[Pointing and labeling entries]
= = = = = = =

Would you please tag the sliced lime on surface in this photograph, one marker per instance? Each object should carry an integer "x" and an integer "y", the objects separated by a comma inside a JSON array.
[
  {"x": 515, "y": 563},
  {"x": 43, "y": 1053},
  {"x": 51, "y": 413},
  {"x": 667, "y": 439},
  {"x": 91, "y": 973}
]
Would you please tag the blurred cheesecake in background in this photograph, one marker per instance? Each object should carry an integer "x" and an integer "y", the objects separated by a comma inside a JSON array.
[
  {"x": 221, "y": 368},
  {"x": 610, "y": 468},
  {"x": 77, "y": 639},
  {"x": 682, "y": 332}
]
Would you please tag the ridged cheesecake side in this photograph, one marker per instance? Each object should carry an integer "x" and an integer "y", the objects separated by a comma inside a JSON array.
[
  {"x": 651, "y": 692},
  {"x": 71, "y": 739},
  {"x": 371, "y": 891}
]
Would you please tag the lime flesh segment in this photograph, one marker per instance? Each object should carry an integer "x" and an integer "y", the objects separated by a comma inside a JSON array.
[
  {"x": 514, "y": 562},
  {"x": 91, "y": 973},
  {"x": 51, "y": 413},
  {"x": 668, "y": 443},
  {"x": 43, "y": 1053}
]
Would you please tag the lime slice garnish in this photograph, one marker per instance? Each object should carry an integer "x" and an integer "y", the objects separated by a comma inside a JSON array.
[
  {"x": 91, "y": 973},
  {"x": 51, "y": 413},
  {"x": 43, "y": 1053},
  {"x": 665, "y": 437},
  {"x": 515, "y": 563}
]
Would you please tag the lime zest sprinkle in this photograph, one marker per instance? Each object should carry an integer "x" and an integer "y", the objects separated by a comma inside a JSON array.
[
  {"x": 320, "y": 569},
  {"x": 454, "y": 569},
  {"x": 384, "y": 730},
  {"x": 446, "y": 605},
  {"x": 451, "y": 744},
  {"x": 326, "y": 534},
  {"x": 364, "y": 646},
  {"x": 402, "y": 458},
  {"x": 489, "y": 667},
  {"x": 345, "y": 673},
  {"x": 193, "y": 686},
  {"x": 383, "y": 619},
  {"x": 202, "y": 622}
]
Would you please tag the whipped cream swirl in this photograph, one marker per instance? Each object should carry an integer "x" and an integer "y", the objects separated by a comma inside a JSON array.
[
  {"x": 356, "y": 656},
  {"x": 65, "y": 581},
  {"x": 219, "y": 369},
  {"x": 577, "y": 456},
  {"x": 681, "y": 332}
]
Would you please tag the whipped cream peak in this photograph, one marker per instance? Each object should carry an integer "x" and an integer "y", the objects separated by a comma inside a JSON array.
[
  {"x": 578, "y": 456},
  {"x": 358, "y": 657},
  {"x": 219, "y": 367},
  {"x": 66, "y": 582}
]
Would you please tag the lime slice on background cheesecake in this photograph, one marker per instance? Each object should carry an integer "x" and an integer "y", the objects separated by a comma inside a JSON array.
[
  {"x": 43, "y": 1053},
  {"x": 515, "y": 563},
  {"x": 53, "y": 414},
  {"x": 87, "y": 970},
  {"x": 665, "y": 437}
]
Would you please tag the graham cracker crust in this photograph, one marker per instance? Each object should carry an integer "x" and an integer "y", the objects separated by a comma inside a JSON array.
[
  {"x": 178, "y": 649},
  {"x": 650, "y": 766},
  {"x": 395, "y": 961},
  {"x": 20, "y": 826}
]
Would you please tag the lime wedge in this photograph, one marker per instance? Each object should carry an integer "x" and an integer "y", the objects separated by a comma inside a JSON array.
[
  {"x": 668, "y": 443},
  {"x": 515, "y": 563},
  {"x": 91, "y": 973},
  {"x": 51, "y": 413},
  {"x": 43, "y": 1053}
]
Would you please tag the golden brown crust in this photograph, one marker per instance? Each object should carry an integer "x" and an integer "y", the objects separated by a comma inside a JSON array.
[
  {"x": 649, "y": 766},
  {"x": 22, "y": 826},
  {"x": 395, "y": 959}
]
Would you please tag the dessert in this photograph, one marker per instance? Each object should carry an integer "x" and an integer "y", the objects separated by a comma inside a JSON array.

= = = = = = =

**Task to complete:** Repeat the preceding lines exactly, please, every one of them.

**Exercise response:**
Would you please tag the sliced lime on surface in this photograph, one marker per instance? Each object should carry an integer "x" and an integer "y", the objects separated by a comma inside a JSON array.
[
  {"x": 515, "y": 563},
  {"x": 43, "y": 1053},
  {"x": 51, "y": 413},
  {"x": 667, "y": 439},
  {"x": 91, "y": 973}
]
Would you please tag the blurred cheesecake in background in this photograph, one marker per instance? Each object should carry an integer "x" and an integer "y", the objects separated by a comma inside a JSON array.
[
  {"x": 221, "y": 368},
  {"x": 610, "y": 468},
  {"x": 77, "y": 639},
  {"x": 682, "y": 332}
]
Would you please tag the ridged cheesecake side in this photograph, one marker per instance? Each object should carry an integer "x" and an integer "y", the objects separated by a comma inside a JSON array.
[
  {"x": 651, "y": 692},
  {"x": 71, "y": 739},
  {"x": 371, "y": 891}
]
Would you please tag the lime flesh segment in this photograph, one marker per instance? Each object should carry an integer "x" and an integer "y", the objects separated by a comma inside a JSON array.
[
  {"x": 514, "y": 562},
  {"x": 91, "y": 973},
  {"x": 51, "y": 413},
  {"x": 668, "y": 443},
  {"x": 43, "y": 1053}
]
Would you please tag the lime slice garnish in this photograph, one marker per instance? Each object should carry an integer "x" and an integer "y", the objects separated by a comma inside a JSON array.
[
  {"x": 91, "y": 973},
  {"x": 51, "y": 413},
  {"x": 43, "y": 1053},
  {"x": 665, "y": 437},
  {"x": 515, "y": 563}
]
Would you please tag the lime zest sprinkle in this photograph, one marker per instance? Each object should carry an integer "x" and an integer "y", the objects separated by a comma inside a JSON array.
[
  {"x": 320, "y": 569},
  {"x": 454, "y": 569},
  {"x": 384, "y": 730},
  {"x": 446, "y": 605},
  {"x": 451, "y": 744},
  {"x": 326, "y": 534},
  {"x": 364, "y": 646},
  {"x": 402, "y": 458},
  {"x": 489, "y": 667},
  {"x": 345, "y": 673},
  {"x": 193, "y": 686},
  {"x": 383, "y": 619},
  {"x": 202, "y": 622}
]
Would you please tag the whipped cream swirl in this photograph, one marker per instance? Each object should carry an integer "x" and an integer "y", the objects separated by a comma inside a JSON array.
[
  {"x": 356, "y": 656},
  {"x": 65, "y": 581},
  {"x": 219, "y": 369},
  {"x": 577, "y": 456},
  {"x": 681, "y": 332}
]
Would you please tag the whipped cream peak in this photograph, one marker per instance? Each object should carry an integer "x" and an integer "y", the objects separated by a comma inside a JSON array.
[
  {"x": 578, "y": 456},
  {"x": 358, "y": 657},
  {"x": 219, "y": 367},
  {"x": 66, "y": 582}
]
Would you please tag the lime slice on background cheesecake in this photograph, one marker per instance? Each object should carry an integer "x" and an integer "y", the objects separated by a comma inside a JSON array.
[
  {"x": 43, "y": 1053},
  {"x": 515, "y": 563},
  {"x": 53, "y": 414},
  {"x": 87, "y": 970},
  {"x": 665, "y": 437}
]
Would you please tag the graham cracker crust in this photograph, one marker per instance? Each object should carry an integer "x" and an integer "y", the objects separated by a comma inside a JSON array.
[
  {"x": 178, "y": 649},
  {"x": 650, "y": 766},
  {"x": 395, "y": 961},
  {"x": 20, "y": 826}
]
Would you please tag the lime wedge in this photograph, one marker per instance? Each object should carry an integer "x" and an integer "y", the objects separated by a comma inside a JSON array.
[
  {"x": 668, "y": 443},
  {"x": 515, "y": 563},
  {"x": 91, "y": 973},
  {"x": 51, "y": 413},
  {"x": 43, "y": 1053}
]
Would you please tag the golden brown crust in this photograph, one marker per instance? Each object should carry an integer "x" and an integer "y", the objects separated by a comma inside a JSON array.
[
  {"x": 649, "y": 766},
  {"x": 22, "y": 826},
  {"x": 395, "y": 959}
]
Would you please tag the dessert in this photograph, one marker per instance? Each object should carry an integer "x" and an integer "y", the objects separated by a comma inside a JSON array.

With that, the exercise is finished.